START

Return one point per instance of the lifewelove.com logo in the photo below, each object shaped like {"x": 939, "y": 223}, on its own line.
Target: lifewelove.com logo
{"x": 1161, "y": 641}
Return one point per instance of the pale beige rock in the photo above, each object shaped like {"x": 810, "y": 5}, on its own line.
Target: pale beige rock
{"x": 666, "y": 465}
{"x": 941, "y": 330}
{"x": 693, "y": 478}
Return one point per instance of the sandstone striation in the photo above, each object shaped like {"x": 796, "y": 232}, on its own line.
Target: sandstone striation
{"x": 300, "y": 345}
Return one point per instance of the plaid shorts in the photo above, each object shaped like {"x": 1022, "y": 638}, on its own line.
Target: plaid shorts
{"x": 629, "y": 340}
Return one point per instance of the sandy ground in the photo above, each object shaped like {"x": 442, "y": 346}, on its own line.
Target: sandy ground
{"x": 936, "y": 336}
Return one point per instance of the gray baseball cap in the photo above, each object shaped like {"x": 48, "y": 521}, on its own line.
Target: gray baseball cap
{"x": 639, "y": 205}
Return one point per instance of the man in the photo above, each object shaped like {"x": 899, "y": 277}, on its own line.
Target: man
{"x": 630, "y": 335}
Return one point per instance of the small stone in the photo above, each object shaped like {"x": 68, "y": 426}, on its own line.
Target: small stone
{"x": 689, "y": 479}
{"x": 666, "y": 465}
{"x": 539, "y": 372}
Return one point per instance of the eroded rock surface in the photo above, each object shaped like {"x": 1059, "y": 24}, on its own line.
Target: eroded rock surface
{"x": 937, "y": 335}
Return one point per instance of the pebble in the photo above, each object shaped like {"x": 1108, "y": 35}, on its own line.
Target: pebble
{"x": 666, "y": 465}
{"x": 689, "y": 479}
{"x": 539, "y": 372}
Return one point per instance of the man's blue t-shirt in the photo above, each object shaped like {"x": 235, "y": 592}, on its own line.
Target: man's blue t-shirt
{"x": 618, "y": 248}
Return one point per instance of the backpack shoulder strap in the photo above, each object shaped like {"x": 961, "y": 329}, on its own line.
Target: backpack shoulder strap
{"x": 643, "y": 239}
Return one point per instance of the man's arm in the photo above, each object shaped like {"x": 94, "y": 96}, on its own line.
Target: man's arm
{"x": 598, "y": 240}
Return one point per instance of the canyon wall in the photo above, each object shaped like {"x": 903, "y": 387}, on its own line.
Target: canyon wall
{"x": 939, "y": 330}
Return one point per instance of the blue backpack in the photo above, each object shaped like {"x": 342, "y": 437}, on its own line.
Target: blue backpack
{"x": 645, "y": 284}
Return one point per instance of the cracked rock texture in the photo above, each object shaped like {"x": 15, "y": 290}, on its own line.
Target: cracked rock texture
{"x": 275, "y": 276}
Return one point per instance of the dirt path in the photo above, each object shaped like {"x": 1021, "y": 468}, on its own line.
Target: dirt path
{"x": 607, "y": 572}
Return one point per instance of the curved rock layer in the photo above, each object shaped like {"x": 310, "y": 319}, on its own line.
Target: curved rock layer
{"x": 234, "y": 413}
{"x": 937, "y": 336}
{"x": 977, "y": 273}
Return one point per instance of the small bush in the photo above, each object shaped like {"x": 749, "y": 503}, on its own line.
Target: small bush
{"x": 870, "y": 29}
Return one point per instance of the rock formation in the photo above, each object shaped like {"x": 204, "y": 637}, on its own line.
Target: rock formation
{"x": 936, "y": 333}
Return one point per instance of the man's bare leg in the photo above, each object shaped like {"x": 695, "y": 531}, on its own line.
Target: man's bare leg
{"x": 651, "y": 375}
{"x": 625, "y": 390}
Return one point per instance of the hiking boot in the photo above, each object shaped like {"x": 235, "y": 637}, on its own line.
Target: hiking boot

END

*Instructions to follow:* Rewrite every line of the items above as a JSON list of strings, one string per line, and leave out any blank lines.

*Right answer:*
[
  "Return one point per instance of the lifewelove.com logo in the photo below, each object shaped like {\"x\": 939, \"y\": 223}, on its own line.",
  "Target: lifewelove.com logo",
  "{\"x\": 1161, \"y\": 641}",
  "Return one point per instance of the pale beige rock in the photo above, each object shaped like {\"x\": 810, \"y\": 5}, on its own line.",
  "Target: pale beige rock",
  "{\"x\": 666, \"y\": 465}",
  "{\"x\": 941, \"y\": 330}",
  "{\"x\": 693, \"y\": 478}",
  "Return one point per instance of the sandstone striation in the photo above, each object shaped like {\"x\": 796, \"y\": 232}, on its own line.",
  "Target: sandstone striation",
  "{\"x\": 300, \"y\": 345}",
  "Return one point per instance of the plaid shorts in the photo above, each object shaped like {\"x\": 1022, \"y\": 638}, on its own line.",
  "Target: plaid shorts",
  "{\"x\": 629, \"y\": 340}",
  "Return one point per instance of the sandy ground in the photo above, each object shaped like {\"x\": 442, \"y\": 346}, on its own line.",
  "Target: sandy ground",
  "{\"x\": 936, \"y\": 336}",
  "Return one point per instance of the gray baseball cap in the photo above, each object shaped like {\"x\": 48, \"y\": 521}, on its own line.",
  "Target: gray baseball cap",
  "{\"x\": 639, \"y\": 205}",
  "Return one point per instance of the man in the photo above, each object shaped like {\"x\": 899, \"y\": 277}, on its own line.",
  "Target: man",
  "{\"x\": 630, \"y\": 335}",
  "Return one point per instance of the small stone in the photo above, each object shaped like {\"x\": 68, \"y\": 426}, on its own line.",
  "Target: small stone",
  "{\"x\": 689, \"y\": 479}",
  "{\"x\": 666, \"y\": 465}",
  "{\"x\": 539, \"y\": 372}",
  "Return one point per instance of the eroded rock surface in the photo above, each object shaped like {\"x\": 1059, \"y\": 24}, on its own line.",
  "Target: eroded rock surface",
  "{\"x\": 937, \"y\": 335}",
  "Return one point per instance of the pebble in the photo above, each object shaped like {\"x\": 1108, \"y\": 35}, on its own line.",
  "Target: pebble",
  "{\"x\": 666, \"y\": 465}",
  "{\"x\": 689, \"y\": 479}",
  "{\"x\": 539, \"y\": 372}",
  "Return one point per instance of the man's blue t-shirt in the photo above, each object shaped like {\"x\": 235, \"y\": 592}, on its own line.",
  "Target: man's blue t-shirt",
  "{\"x\": 618, \"y\": 248}",
  "Return one point per instance of the backpack shoulder strap in the photo above, each object shaped like {\"x\": 961, \"y\": 329}, on its own line.",
  "Target: backpack shoulder strap",
  "{\"x\": 643, \"y\": 239}",
  "Return one point per instance of the man's arm in the photo above, each object shaped like {\"x\": 94, \"y\": 96}, on its own line.",
  "Target: man's arm",
  "{\"x\": 598, \"y\": 240}",
  "Return one point per instance of the canyon wall in the photo above, each object shaped like {\"x\": 903, \"y\": 387}, on its own line.",
  "Target: canyon wall",
  "{\"x\": 939, \"y\": 330}",
  "Return one point per instance of the blue backpack in the photo above, each object shaped like {\"x\": 342, \"y\": 437}, on its own line.",
  "Target: blue backpack",
  "{\"x\": 645, \"y\": 284}",
  "Return one point per instance of the cracked rock texture in the photo above, each object shaped like {\"x\": 15, \"y\": 290}, on its own line.",
  "Target: cracked rock texture",
  "{\"x\": 275, \"y\": 276}",
  "Return one point per instance of the dirt path in the photo above, each object shaped like {\"x\": 1021, \"y\": 468}, on its own line.",
  "Target: dirt path",
  "{\"x\": 607, \"y\": 572}",
  "Return one point per instance of the curved rock layer in the photo above, each object shaped like {\"x\": 310, \"y\": 319}, on its own line.",
  "Target: curved rock layer",
  "{\"x\": 234, \"y\": 413}",
  "{\"x\": 937, \"y\": 336}",
  "{\"x\": 977, \"y\": 273}",
  "Return one point per instance of the small bush in the photo above, each object shaped like {\"x\": 749, \"y\": 503}, on its own line.",
  "Target: small bush",
  "{\"x\": 870, \"y\": 29}",
  "Return one point per instance of the rock formation in the photo above, each object shaped like {\"x\": 204, \"y\": 637}, on its own line.",
  "Target: rock formation",
  "{\"x\": 936, \"y\": 333}",
  "Return one point per instance of the man's bare leg in the photo above, each object shaped like {\"x\": 695, \"y\": 531}, on its own line.",
  "Target: man's bare leg",
  "{\"x\": 651, \"y\": 375}",
  "{\"x\": 625, \"y\": 390}",
  "Return one point per instance of the hiking boot in the photo above, each object shaped like {\"x\": 235, \"y\": 637}, on its own line.",
  "Target: hiking boot"
]